■ What to work on:
Swap every "Runbook entry" in the listing below for "Checklist item", and reproduce the whole listing with everything else left as it is.

■ Records supplied:
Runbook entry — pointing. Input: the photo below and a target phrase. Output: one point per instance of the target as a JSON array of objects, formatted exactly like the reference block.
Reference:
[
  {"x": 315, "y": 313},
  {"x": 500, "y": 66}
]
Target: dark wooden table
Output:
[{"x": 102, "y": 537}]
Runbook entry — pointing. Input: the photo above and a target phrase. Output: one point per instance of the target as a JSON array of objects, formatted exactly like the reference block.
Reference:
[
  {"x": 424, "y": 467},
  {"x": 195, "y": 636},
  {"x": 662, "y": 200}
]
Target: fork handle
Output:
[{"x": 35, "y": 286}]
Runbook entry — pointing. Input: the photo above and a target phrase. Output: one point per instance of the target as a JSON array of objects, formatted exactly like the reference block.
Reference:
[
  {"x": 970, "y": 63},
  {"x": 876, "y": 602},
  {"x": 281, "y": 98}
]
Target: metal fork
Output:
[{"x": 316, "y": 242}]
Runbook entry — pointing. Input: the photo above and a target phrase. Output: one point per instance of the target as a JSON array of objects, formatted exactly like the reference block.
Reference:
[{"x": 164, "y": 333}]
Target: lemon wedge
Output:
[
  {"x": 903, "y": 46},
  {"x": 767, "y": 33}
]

■ Task output:
Checklist item — pointing. Input: the photo below and a target phrase. Output: one point per instance of the target as a JSON array of objects, formatted exactly like the reference block.
Reference:
[
  {"x": 315, "y": 313},
  {"x": 500, "y": 66}
]
Target: dark wooden table
Output:
[{"x": 102, "y": 537}]
Checklist item — pointing. Input: the photo above and a target phrase. Output: one point per instance of the target as a JSON array of objects, formatted exactly like the reference block.
Reference:
[
  {"x": 424, "y": 467},
  {"x": 195, "y": 636},
  {"x": 662, "y": 200}
]
Target: fork handle
Output:
[{"x": 35, "y": 286}]
Checklist item — pointing. Input: the photo above and a target phrase. Output: one point per instance of the target as a JSON array of objects, formatted exactly like the reference block.
Reference:
[
  {"x": 970, "y": 63},
  {"x": 876, "y": 602},
  {"x": 281, "y": 98}
]
Target: metal fork
Output:
[{"x": 316, "y": 242}]
Checklist item — pointing. Input: the photo above and a target phrase. Output: one point per instance of the target as a JSON array of objects, formatted exactly like the reference block.
Reference:
[{"x": 164, "y": 333}]
Target: lemon wedge
Output:
[
  {"x": 903, "y": 46},
  {"x": 767, "y": 33}
]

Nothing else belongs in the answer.